## Passage shown
- - - -

Analysis of Active Tobacco Retailer Dealer Licenses in Queens.
NYC Open Data: NYC Open Data
Import Libraries:
library(tidyverse)
library(tidycensus)
library(RSocrata)
library(ggcharts)
library(ggblanket)
library(knitr)
library(DT)
library(sf)
library(scales)
library(viridis)
Import the data directly into RStudio using url path
OpenData <- read.socrata("https://data.cityofnewyork.us/resource/adw8-wvxb.csv")
Select the columns needed, filter by Queens Borough and rename them. I used the ZIP code to be able to compare the amount of Active Tobacco Retailer inbetween Queens.
columns <-c("Business.Name","Address.Borough","Address.ZIP","Latitude","Longitude","Location")

- - - -

## Actions to take
1 - From the tobacco license analysis, return the passage starting at "library(viridis)" and ending at "Retailer inbetween Queens.".
2 - Decide whether each statement agrees with the tobacco license analysis. Answer yes or no, and quote the words from the text that settle it. (a) The data are imported directly into RStudio by a url path. (b) The data are filtered by Brooklyn Borough. (c) The ZIP code is used to compare the amount of Active Tobacco Retailer within Queens.

## Given information

- - - -

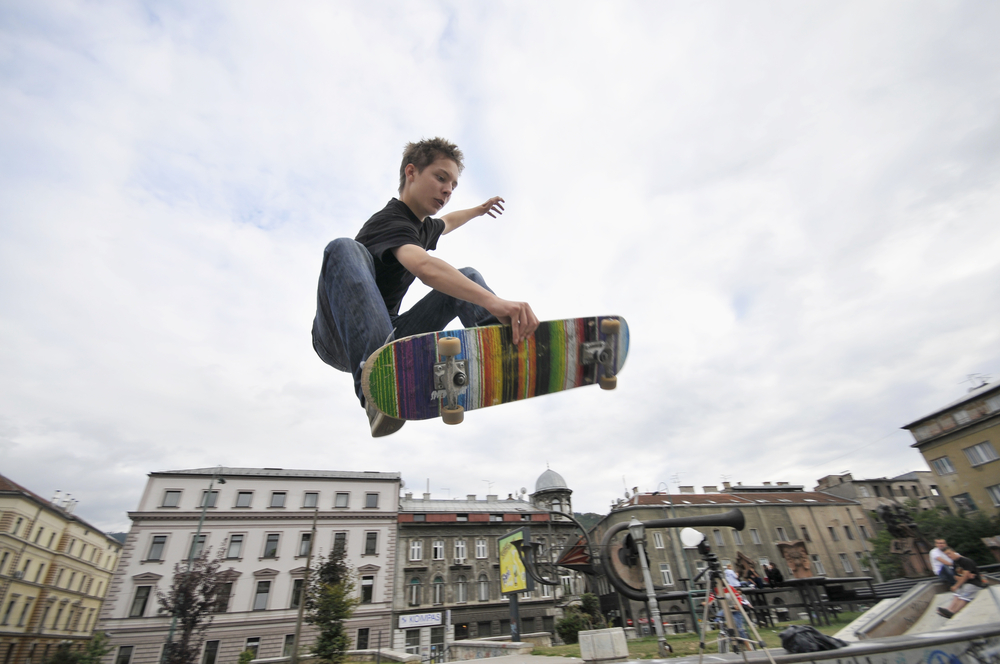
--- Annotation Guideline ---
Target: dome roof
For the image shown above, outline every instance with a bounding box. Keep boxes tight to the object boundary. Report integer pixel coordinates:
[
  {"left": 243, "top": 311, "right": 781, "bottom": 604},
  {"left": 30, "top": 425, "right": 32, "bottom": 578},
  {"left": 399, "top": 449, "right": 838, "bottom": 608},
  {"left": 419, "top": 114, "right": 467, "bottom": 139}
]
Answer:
[{"left": 535, "top": 468, "right": 569, "bottom": 493}]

- - - -

## Complete answers
1 -
library(viridis)
Import the data directly into RStudio using url path
OpenData <- read.socrata("https://data.cityofnewyork.us/resource/adw8-wvxb.csv")
Select the columns needed, filter by Queens Borough and rename them. I used the ZIP code to be able to compare the amount of Active Tobacco Retailer inbetween Queens.

2 -
(a) Yes: "Import the data directly into RStudio using url path"
(b) No: "filter by Queens Borough"
(c) Yes: "I used the ZIP code to be able to compare the amount of Active Tobacco Retailer inbetween Queens."